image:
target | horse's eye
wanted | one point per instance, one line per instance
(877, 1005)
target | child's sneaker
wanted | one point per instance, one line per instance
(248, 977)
◆ ◆ ◆
◆ Instructions to follow ◆
Rewrite the records with each "point" changed to "marker" and every other line left as it is.

◆ Solution to the problem ◆
image:
target | horse's eye
wanted | one marker per instance, one line per instance
(877, 1005)
target | child's sneaker
wanted | one marker per instance, one line per instance
(248, 977)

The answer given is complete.